-------- DATA FOR ANALYSIS --------
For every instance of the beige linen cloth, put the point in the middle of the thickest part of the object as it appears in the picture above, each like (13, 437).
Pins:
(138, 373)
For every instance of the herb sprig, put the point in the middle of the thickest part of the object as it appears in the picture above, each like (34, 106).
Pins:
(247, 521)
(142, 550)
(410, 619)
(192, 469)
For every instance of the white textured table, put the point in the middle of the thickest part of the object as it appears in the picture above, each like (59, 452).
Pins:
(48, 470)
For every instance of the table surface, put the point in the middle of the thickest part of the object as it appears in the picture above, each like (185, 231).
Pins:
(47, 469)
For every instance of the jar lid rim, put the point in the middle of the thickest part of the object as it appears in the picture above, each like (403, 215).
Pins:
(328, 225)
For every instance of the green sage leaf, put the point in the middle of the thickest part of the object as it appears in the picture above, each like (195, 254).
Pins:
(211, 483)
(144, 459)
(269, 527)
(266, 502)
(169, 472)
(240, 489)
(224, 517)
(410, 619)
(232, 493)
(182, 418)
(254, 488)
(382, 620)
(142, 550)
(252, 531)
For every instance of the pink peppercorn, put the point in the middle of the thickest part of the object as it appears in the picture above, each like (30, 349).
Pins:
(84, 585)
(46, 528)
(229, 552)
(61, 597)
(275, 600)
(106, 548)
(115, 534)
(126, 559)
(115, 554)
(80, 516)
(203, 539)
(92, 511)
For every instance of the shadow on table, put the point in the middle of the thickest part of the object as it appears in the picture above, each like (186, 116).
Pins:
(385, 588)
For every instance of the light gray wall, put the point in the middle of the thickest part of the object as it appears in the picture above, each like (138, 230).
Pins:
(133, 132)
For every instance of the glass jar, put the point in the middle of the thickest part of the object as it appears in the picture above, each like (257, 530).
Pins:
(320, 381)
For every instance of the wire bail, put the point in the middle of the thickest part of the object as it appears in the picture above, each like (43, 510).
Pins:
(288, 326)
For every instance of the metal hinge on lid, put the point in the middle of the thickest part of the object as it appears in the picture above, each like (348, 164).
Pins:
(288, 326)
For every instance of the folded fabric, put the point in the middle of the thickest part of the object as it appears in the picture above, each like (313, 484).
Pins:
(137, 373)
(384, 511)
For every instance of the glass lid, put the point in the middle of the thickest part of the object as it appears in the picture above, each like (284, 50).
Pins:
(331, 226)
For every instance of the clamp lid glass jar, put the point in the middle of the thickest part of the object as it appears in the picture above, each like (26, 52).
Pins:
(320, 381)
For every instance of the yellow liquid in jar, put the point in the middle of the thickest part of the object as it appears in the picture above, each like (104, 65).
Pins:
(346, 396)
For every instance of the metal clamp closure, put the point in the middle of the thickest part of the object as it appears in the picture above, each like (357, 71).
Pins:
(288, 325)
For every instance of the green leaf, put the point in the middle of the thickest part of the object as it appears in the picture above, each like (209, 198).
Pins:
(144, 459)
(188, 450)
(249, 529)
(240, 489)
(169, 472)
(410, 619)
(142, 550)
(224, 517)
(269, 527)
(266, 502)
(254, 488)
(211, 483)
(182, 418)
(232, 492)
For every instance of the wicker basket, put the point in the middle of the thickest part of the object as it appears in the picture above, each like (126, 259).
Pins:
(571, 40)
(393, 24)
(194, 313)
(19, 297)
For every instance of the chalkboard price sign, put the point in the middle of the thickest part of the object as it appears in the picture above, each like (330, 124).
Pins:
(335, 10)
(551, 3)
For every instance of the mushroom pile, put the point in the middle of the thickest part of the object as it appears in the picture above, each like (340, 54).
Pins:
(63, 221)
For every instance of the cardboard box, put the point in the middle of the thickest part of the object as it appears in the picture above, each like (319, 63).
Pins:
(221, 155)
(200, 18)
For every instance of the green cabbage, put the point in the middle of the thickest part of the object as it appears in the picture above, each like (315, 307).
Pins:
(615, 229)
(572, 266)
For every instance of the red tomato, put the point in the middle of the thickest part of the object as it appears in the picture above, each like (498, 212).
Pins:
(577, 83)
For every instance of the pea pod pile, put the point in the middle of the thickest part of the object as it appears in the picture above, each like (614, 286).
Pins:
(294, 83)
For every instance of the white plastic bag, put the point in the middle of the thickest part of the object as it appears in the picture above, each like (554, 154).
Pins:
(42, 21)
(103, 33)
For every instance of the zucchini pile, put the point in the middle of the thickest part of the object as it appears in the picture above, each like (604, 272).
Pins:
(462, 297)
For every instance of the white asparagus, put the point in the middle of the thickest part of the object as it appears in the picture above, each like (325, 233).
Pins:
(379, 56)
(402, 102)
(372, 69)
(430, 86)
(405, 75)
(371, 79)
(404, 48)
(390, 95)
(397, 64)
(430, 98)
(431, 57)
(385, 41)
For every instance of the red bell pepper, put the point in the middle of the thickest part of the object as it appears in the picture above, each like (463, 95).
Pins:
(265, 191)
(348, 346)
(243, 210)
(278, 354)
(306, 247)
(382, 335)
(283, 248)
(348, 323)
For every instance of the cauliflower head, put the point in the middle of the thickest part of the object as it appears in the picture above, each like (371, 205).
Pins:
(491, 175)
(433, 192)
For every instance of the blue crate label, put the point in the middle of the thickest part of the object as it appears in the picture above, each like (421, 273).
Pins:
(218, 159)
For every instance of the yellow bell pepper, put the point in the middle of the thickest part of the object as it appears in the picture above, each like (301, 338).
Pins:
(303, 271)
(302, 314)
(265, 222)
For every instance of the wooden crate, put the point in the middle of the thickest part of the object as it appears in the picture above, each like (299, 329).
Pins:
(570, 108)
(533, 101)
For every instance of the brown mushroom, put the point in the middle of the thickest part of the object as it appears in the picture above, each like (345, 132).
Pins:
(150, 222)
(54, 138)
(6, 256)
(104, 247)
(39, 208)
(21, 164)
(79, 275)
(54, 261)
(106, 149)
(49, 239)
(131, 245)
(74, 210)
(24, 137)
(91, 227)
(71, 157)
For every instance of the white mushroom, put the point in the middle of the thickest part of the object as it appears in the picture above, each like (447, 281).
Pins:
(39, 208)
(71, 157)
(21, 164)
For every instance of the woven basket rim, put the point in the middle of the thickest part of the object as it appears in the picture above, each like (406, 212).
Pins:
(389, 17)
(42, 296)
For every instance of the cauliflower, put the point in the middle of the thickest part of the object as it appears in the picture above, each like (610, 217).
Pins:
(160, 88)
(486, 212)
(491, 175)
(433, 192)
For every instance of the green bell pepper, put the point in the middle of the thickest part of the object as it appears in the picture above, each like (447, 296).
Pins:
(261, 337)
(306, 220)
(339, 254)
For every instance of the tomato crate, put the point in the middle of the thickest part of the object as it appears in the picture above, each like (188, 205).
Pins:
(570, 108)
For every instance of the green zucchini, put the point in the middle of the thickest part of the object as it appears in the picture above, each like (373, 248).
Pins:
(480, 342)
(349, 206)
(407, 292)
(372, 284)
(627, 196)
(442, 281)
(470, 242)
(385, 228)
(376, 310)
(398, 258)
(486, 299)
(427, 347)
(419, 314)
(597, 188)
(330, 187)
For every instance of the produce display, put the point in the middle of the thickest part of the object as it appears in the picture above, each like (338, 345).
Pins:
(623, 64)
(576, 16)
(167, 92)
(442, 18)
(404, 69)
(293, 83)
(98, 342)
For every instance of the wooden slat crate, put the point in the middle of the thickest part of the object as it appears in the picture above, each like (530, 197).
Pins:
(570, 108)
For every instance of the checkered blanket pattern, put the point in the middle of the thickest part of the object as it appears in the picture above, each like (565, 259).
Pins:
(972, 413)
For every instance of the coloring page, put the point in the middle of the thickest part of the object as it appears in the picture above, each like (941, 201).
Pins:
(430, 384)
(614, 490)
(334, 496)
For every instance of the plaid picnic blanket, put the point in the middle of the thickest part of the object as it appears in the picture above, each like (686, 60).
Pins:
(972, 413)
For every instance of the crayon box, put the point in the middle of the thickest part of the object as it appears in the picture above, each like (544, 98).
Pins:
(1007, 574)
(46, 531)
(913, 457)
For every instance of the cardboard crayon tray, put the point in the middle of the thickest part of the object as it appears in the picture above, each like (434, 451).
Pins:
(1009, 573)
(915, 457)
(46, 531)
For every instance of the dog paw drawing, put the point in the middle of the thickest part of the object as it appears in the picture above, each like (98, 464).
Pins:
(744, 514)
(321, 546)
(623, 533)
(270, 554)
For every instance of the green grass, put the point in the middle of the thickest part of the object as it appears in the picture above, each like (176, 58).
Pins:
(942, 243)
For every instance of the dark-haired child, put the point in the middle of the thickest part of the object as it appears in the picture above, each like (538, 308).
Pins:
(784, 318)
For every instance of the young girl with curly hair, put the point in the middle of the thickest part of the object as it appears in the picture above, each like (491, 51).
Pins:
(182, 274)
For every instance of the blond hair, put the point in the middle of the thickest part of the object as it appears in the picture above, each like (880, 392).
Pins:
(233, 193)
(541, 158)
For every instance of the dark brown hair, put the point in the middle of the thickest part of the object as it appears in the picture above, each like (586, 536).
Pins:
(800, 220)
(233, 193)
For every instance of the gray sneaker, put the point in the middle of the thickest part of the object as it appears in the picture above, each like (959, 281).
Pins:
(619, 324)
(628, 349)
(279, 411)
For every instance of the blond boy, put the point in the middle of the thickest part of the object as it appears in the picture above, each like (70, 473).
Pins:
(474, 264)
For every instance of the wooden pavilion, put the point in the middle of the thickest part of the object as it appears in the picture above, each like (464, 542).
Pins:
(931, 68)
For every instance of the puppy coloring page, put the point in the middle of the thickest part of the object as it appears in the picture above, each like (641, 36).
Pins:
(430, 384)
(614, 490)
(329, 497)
--------
-------- DATA FOR ANALYSIS --------
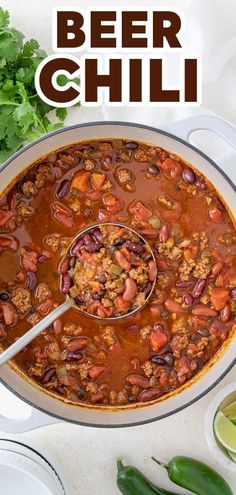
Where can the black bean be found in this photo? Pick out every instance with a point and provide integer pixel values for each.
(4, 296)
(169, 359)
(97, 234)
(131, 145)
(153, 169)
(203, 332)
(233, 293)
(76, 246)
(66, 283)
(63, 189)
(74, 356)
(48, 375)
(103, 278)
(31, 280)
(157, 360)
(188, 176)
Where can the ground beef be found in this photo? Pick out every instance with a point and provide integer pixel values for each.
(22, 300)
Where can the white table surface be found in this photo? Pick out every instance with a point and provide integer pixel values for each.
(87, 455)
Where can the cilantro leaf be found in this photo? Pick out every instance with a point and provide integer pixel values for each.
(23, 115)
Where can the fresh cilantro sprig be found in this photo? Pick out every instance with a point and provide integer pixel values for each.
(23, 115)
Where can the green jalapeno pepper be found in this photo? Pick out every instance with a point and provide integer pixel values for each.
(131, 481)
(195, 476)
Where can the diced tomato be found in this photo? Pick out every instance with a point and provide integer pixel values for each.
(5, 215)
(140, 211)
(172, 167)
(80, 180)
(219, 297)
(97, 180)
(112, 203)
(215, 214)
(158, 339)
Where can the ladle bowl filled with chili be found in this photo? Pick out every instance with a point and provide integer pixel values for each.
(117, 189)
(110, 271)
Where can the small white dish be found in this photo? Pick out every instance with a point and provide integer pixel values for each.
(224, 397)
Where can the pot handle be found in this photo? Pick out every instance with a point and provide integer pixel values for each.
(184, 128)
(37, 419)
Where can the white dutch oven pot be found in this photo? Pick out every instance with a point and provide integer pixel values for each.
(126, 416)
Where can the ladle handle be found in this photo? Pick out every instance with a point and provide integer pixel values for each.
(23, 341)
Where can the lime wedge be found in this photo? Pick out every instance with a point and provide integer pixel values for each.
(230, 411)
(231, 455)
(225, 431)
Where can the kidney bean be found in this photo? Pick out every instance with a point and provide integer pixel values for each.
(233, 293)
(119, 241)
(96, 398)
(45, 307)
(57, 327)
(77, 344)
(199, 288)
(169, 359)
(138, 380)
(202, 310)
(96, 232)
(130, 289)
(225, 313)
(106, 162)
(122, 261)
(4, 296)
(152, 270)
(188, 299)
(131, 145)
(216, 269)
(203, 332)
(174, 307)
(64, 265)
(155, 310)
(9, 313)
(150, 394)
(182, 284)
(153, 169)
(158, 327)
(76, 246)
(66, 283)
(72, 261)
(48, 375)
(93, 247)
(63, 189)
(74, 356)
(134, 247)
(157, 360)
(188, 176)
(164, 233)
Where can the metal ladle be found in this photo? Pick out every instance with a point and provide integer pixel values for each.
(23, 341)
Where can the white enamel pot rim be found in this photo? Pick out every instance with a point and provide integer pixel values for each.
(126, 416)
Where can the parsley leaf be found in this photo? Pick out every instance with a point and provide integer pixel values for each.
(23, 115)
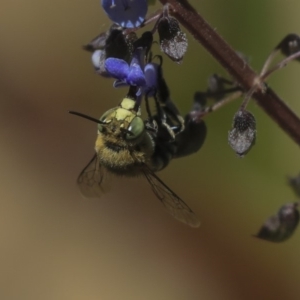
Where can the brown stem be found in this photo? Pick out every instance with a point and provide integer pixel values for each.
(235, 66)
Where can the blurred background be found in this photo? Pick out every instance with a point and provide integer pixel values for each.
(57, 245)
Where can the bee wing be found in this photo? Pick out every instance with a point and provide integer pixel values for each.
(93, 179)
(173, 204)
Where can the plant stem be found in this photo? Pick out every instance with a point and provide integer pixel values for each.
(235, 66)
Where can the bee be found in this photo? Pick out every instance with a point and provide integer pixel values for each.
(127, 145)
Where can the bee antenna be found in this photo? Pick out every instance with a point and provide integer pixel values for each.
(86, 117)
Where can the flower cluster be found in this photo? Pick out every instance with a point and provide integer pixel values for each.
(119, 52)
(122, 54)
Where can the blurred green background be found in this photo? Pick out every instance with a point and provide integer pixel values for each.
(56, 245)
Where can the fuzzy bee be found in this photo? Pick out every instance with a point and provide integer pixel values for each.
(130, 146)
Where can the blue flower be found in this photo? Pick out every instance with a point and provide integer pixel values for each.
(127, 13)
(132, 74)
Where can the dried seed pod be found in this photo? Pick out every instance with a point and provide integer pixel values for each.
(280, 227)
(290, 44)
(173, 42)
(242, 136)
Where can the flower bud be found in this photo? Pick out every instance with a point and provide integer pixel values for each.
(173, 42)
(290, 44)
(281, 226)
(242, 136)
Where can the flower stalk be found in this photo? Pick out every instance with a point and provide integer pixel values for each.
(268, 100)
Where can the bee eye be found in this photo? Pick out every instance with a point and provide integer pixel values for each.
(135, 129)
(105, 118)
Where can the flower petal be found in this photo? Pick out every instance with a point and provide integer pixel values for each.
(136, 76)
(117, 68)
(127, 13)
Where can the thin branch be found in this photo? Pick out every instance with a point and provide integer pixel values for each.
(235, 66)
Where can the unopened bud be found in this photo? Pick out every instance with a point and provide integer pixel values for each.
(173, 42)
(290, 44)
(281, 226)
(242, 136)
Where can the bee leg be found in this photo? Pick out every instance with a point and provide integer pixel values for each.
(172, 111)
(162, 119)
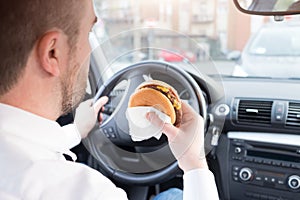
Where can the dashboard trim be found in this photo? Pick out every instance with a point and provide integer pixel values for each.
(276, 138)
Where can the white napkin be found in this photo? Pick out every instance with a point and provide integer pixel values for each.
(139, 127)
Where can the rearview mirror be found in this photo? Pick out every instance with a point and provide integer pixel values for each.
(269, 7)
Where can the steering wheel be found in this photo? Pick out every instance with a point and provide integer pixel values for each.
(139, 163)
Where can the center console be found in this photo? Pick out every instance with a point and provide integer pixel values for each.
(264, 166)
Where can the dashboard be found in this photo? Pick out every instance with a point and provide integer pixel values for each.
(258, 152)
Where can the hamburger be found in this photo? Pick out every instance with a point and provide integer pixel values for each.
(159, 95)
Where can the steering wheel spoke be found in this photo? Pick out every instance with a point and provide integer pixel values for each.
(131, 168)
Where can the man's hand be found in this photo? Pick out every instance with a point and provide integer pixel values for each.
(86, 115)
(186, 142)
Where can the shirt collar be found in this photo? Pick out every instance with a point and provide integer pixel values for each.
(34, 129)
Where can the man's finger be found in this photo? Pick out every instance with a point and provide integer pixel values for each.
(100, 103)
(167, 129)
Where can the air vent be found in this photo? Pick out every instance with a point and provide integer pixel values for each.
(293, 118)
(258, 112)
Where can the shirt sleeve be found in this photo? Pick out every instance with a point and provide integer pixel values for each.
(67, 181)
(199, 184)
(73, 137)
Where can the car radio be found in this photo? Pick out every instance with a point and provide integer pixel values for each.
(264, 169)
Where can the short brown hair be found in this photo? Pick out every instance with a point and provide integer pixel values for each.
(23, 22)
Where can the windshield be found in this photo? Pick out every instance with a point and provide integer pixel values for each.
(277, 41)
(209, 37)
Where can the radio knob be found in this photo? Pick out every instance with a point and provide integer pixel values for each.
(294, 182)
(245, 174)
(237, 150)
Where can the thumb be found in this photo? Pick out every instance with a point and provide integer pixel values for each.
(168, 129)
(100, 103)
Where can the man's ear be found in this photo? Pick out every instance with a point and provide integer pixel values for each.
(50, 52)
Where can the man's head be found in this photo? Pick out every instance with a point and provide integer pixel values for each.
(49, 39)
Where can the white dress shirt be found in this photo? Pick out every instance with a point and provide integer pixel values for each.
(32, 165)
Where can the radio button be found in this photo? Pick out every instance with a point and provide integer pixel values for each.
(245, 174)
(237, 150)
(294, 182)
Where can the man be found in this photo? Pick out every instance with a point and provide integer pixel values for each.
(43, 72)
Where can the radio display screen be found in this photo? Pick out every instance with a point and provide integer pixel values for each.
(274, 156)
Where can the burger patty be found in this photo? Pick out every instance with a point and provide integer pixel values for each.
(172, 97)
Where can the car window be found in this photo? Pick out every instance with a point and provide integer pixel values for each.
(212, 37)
--------
-------- DATA FOR ANALYSIS --------
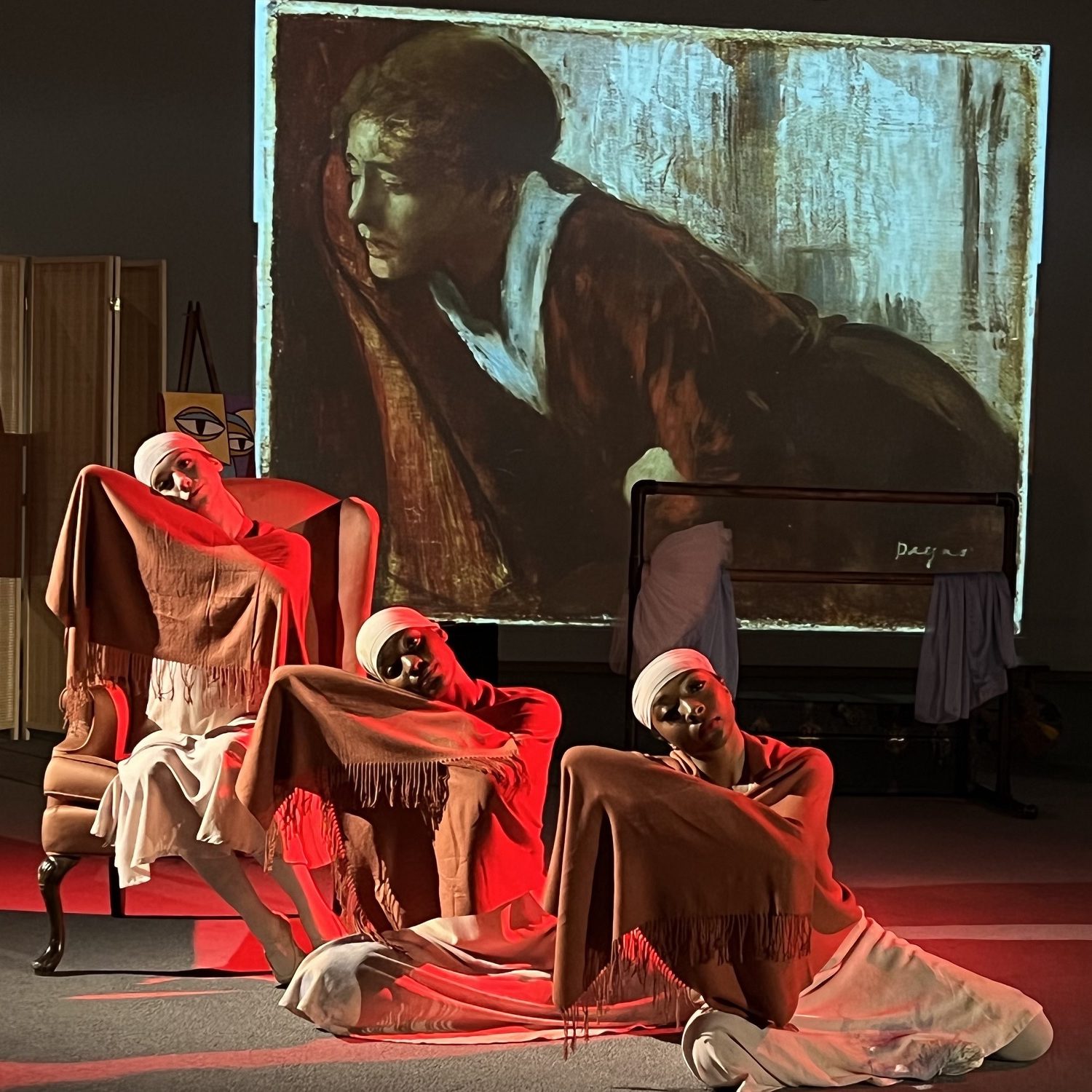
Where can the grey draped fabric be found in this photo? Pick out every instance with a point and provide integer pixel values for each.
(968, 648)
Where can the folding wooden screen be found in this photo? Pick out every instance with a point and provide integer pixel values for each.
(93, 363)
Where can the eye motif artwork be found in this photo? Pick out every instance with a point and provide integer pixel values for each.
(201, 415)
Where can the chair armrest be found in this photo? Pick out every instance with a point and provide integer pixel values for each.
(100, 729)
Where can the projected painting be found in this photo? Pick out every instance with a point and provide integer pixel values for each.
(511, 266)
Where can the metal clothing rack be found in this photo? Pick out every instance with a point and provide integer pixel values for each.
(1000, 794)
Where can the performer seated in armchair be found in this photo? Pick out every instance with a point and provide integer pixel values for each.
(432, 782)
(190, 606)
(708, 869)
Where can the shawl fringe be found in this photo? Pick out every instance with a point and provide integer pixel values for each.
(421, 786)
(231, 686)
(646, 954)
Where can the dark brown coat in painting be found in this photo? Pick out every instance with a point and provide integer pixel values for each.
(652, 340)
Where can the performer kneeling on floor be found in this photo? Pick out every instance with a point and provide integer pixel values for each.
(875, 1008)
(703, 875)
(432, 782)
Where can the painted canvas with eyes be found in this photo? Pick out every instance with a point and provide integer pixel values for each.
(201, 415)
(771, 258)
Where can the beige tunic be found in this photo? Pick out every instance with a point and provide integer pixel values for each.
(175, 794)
--------
Which lines of the data include the string "cauliflower"? Copy each of them.

For every instance of the cauliflower head, put the point in the middle of the thickest part of the object as it appears in the picture above, each like (371, 205).
For every instance of the cauliflower, put the point in the middle of the thickest part of the object as it appears in the picture above, each like (610, 217).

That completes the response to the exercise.